**YOUR TASK:**
Which lines of the data below contain the string "neck", matching case? Return each of those lines in full.
····················
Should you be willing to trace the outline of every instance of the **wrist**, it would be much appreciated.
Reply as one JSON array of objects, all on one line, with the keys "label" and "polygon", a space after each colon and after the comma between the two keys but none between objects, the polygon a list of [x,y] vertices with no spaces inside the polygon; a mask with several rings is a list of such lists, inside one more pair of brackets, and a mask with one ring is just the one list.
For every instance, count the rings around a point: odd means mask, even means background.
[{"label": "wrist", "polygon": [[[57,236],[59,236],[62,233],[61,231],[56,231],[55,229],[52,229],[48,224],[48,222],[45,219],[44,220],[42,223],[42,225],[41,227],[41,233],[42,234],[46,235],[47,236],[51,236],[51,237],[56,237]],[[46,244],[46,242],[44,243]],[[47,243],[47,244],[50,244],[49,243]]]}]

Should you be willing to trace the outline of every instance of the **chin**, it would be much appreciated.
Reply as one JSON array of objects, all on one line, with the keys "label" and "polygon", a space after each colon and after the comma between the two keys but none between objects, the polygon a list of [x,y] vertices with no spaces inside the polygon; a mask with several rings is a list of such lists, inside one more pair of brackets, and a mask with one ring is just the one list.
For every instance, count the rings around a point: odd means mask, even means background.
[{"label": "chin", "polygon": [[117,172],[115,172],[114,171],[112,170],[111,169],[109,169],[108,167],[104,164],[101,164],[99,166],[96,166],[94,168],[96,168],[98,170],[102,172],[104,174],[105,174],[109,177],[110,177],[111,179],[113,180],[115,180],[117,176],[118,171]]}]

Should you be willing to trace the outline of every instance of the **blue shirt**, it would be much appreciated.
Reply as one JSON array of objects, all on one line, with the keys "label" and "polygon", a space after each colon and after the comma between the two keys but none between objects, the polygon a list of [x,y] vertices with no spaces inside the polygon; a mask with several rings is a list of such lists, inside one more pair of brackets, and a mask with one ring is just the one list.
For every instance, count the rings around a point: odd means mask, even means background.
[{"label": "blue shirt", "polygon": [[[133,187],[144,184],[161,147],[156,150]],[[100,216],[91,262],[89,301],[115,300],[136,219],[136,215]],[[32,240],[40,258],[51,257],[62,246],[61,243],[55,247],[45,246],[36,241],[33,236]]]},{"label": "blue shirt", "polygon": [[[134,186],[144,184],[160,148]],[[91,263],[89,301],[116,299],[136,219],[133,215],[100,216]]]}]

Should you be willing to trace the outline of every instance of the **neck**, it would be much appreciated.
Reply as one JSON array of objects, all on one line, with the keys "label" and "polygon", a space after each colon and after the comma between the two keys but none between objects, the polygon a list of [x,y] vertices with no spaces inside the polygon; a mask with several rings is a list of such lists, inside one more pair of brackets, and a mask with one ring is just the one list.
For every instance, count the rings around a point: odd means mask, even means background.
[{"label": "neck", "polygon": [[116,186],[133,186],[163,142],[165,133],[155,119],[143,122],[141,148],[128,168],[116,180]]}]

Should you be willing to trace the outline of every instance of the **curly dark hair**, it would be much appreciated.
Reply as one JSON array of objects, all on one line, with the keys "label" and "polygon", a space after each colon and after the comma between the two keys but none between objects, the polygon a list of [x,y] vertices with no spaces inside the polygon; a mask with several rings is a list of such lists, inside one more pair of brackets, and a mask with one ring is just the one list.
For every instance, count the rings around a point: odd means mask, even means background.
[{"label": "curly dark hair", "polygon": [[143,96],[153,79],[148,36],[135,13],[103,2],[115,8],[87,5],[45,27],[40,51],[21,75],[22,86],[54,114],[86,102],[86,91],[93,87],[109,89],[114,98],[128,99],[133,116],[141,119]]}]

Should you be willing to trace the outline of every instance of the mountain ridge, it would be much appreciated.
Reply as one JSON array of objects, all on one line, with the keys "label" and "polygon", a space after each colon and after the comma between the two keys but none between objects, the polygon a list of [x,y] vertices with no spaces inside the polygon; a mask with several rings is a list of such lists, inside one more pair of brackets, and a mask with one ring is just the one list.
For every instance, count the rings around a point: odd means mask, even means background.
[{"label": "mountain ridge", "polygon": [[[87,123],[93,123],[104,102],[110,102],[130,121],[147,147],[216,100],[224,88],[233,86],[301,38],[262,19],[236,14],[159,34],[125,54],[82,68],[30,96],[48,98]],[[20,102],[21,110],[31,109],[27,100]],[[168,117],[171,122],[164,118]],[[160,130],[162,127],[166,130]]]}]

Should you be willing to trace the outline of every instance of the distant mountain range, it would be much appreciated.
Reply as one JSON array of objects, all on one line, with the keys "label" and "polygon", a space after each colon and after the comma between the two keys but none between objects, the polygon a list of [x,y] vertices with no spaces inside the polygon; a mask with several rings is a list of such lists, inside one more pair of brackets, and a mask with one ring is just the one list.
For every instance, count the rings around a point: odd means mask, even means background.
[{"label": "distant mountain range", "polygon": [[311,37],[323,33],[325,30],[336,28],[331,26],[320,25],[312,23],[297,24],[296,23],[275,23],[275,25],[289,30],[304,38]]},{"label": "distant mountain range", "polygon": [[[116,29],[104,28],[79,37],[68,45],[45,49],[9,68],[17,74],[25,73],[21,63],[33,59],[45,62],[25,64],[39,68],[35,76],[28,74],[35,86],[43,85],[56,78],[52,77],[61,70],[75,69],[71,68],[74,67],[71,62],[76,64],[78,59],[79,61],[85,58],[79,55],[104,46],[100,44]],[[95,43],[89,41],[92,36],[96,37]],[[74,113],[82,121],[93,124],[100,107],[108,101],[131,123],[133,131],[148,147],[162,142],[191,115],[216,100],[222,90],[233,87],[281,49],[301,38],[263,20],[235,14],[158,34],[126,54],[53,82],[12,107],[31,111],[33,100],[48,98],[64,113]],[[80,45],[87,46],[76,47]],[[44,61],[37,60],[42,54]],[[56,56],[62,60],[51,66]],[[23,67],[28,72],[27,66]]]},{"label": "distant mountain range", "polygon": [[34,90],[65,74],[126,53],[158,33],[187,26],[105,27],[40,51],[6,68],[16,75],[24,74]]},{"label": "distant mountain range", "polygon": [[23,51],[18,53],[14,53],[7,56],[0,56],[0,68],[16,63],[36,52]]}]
····················
**COMPLETE OUTPUT:**
Should you be willing to trace the outline of every instance of the **neck**, it would be much appreciated.
[{"label": "neck", "polygon": [[116,186],[133,186],[163,142],[165,133],[155,119],[143,122],[141,148],[128,168],[116,180]]}]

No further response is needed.